*Written request*
Format everything from the line containing "target: **coastal shrub**" down to the end of the entries as a Markdown table with the columns Row and Line, one line per row, leaving out any blank lines.

Image outline annotation entries
----------

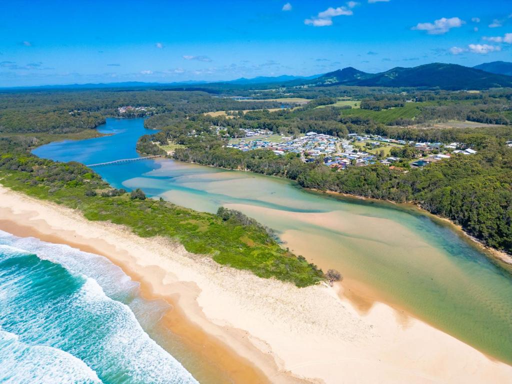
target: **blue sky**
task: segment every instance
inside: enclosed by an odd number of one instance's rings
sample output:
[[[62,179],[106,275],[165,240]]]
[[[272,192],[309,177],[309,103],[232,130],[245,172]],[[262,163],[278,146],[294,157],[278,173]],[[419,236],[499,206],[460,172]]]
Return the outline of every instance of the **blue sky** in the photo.
[[[0,0],[0,9],[3,87],[512,61],[511,0]]]

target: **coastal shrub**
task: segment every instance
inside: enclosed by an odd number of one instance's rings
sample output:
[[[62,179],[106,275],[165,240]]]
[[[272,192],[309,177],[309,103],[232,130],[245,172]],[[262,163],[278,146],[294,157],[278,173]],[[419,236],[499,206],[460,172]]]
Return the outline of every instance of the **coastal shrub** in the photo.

----------

*Full response*
| Row | Line |
|---|---|
| 1 | target: **coastal shrub** |
| 2 | task: segment every instance |
| 3 | inside: enclosed by an odd number of one instance's rings |
| 4 | sample output: |
| 5 | [[[62,179],[106,275],[165,240]]] |
| 6 | [[[272,192],[309,177],[309,103],[232,130],[245,172]],[[262,163],[278,146],[294,157],[278,173]],[[419,236],[499,206],[460,172]]] |
| 7 | Return the outline of every instance of the **coastal shrub** in the photo. |